* **What to work on**: Copy the rows from the line with "Object detection labeling — target class: bicycle handlebar." through the end of the rows, requests included. Multiply every bounding-box coordinate in the answers by 2.05 and round to the nearest whole number, with halves rounded up, but leave the numbers in the requests and their format samples unchanged.
--------------------------------
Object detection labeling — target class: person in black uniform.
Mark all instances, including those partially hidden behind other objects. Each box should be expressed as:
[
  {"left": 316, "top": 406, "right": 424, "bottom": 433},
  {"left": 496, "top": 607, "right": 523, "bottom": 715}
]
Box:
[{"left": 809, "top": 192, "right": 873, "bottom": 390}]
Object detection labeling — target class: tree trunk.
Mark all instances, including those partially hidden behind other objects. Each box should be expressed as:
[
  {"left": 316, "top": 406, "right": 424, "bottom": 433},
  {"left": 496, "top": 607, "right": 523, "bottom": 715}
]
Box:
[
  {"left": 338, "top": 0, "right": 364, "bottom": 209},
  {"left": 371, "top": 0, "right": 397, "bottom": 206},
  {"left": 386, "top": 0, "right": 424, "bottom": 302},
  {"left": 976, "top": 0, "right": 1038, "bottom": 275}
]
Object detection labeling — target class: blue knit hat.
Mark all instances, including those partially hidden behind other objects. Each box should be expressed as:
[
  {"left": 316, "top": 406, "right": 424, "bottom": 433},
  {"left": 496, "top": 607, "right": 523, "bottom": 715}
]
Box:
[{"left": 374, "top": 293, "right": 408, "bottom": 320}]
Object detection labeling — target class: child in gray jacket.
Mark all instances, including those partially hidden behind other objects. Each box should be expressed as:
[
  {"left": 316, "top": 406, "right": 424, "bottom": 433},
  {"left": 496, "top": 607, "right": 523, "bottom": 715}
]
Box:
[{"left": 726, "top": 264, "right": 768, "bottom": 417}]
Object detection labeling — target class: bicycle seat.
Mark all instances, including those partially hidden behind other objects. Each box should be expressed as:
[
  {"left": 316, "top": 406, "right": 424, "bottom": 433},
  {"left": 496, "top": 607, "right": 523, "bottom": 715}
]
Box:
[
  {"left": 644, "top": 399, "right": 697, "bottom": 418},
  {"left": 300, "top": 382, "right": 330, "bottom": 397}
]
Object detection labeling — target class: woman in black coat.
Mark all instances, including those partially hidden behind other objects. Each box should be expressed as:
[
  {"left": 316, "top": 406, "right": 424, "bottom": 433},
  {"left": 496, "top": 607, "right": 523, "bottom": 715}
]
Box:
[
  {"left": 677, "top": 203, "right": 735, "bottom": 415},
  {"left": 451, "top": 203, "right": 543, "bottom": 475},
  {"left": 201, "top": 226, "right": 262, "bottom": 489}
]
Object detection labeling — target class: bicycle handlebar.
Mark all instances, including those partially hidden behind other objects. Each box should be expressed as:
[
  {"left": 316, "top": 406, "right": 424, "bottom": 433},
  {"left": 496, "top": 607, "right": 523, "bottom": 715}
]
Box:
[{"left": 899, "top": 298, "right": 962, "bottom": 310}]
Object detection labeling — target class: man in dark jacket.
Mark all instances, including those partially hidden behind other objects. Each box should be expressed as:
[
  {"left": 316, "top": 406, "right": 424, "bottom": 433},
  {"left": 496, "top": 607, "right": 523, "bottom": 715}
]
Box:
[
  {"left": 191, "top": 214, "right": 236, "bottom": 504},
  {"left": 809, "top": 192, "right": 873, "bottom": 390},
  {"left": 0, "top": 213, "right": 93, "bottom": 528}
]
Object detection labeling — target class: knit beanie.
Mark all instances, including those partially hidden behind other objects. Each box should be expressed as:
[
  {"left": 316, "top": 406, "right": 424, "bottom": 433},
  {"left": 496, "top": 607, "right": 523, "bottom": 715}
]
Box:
--------------------------------
* **Reply to the task**:
Object detection labeling — target class: bicycle handlebar.
Mark all instances, including those partially hidden behind other objects. Each box should be expressed as:
[
  {"left": 316, "top": 406, "right": 424, "bottom": 433},
  {"left": 496, "top": 607, "right": 523, "bottom": 715}
]
Box:
[{"left": 1843, "top": 611, "right": 1972, "bottom": 636}]
Object detection labeling — target class: man in dark jacket.
Mark all instances, including those partially hidden behind other objects. Each box should be expressed as:
[
  {"left": 316, "top": 406, "right": 424, "bottom": 433},
  {"left": 496, "top": 607, "right": 523, "bottom": 715}
]
Box:
[
  {"left": 392, "top": 439, "right": 484, "bottom": 1033},
  {"left": 1658, "top": 394, "right": 1790, "bottom": 800},
  {"left": 0, "top": 437, "right": 191, "bottom": 1082}
]
Object detection labeling — target class: knit beanie.
Mark all instances, including those partially hidden behind other objects. Each box should be expressed as:
[
  {"left": 316, "top": 406, "right": 424, "bottom": 433},
  {"left": 496, "top": 607, "right": 523, "bottom": 715}
]
Box:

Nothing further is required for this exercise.